▸ **WHAT TO WORK ON**
Render the lines below as a numbered list, leaving out any blank lines.

▸ **MATERIAL FOR THIS TASK**
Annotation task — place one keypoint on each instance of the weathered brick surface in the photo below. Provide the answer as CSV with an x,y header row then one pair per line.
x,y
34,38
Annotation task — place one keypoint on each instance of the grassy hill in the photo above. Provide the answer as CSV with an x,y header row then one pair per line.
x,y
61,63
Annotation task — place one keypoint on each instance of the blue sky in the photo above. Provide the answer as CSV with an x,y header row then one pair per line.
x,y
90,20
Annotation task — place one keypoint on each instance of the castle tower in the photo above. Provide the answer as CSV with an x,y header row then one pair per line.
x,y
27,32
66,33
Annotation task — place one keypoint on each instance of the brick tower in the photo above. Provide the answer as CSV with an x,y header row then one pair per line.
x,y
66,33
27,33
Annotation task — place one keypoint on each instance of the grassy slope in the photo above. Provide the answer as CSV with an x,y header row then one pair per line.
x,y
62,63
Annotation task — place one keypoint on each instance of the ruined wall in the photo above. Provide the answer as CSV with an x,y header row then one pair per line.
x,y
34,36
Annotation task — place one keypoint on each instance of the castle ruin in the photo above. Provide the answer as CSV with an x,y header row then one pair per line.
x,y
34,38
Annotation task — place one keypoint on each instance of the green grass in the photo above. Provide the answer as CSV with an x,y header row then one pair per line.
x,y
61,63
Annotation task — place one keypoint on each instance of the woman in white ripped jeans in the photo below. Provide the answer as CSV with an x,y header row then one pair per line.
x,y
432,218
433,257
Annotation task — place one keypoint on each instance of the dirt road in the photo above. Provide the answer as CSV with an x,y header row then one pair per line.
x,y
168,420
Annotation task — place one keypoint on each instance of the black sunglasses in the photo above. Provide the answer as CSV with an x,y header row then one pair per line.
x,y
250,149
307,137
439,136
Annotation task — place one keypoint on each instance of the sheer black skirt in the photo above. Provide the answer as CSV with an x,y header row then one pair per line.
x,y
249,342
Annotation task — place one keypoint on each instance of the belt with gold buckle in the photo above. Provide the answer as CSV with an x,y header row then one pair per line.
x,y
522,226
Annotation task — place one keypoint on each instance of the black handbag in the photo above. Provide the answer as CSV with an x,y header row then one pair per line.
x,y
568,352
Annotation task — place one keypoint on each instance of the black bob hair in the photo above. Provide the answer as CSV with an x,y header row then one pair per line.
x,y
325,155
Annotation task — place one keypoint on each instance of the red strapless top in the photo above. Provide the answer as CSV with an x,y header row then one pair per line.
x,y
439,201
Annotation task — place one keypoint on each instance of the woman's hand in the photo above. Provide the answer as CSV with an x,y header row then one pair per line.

▸ **RESULT OF THIS EXERCISE**
1. Annotation task — place one keypoint on each instance of the weathered brick surface in the photo below. Provide the answer as CSV with an x,y header row then one pair per line.
2. x,y
3. 34,38
4. Annotation task — place one keypoint on each instance of the grassy hill in the photo above. Provide the answer as CSV with an x,y header row then one pair per line.
5. x,y
6. 61,63
7. Annotation task — place one keypoint on each instance of the blue sky in the photo above. Provide the answer as CSV with an x,y header row then one pair per line.
8. x,y
9. 90,20
10. Annotation task — place one keypoint on each instance of the castle tower in the photo above. Provide the answer as CSV with an x,y header row then one pair per line.
11. x,y
12. 27,32
13. 66,33
14. Annotation task — place one keypoint on each instance of the brick tower in the photo above. Provide the answer as CSV with an x,y header row then one pair per line.
15. x,y
16. 66,33
17. 27,33
18. Annotation task — place one keypoint on each instance of the grassy slope in the photo above. Provide the answer as CSV with an x,y header row then one pair per line.
19. x,y
20. 62,63
21. Annotation task — place one keypoint on each instance of the ruined wall in the photo above. Provide the answer as CSV with an x,y header row then one pair per line.
22. x,y
23. 34,36
24. Annotation task — place one keypoint on each instance of the castle ruin in the photo above. Provide the answer as CSV with an x,y header row then one pair per line.
25. x,y
26. 34,38
27. Annotation task — place one keypoint on each instance of the green grass in the photo above. Provide the answer as CSV with an x,y header row then one pair per line.
28. x,y
29. 61,63
30. Annotation task — place one keypoint on each instance of the woman in white ripped jeans in the photo below. Provide the answer as CSV with an x,y header row then one pair per line.
31. x,y
32. 432,218
33. 433,257
34. Annotation task — place one keypoint on each instance of the dirt road in the photo above. Provide the answer as CSV with an x,y header row then one pair per line.
35. x,y
36. 168,420
37. Annotation task — place one keypoint on each instance of the black sunglasses in the photo above. Provide the answer as CSV with an x,y header row then one pair per line.
38. x,y
39. 250,149
40. 307,137
41. 439,136
42. Annotation task — place one keypoint on each instance of the sheer black skirt in the photo above. Provide the answer as CSV with an x,y header row then one pair per line.
43. x,y
44. 249,342
45. Annotation task — place one keypoint on each instance of the belt with gold buckle in the photo above. Provide the answer as CSV with an x,y header row then one pair per line.
46. x,y
47. 522,226
48. Annotation task — place one keypoint on each instance of the black handbag in the photo above. Provide the answer as CSV with an x,y header row then one pair per line.
49. x,y
50. 568,352
51. Annotation task — place one keypoint on each instance of the black bob hair in the photo above. Provide the answer as CSV with an x,y header row then one pair per line.
52. x,y
53. 325,155
54. Annotation task — place one keypoint on each instance of the red strapless top in the photo above. Provide the answer as CSV with an x,y header row then one pair per line.
55. x,y
56. 439,201
57. Annotation task — place one keypoint on each instance of the woman's hand in the photo above. Provide the answer as CSV with an x,y header row then one pair per line.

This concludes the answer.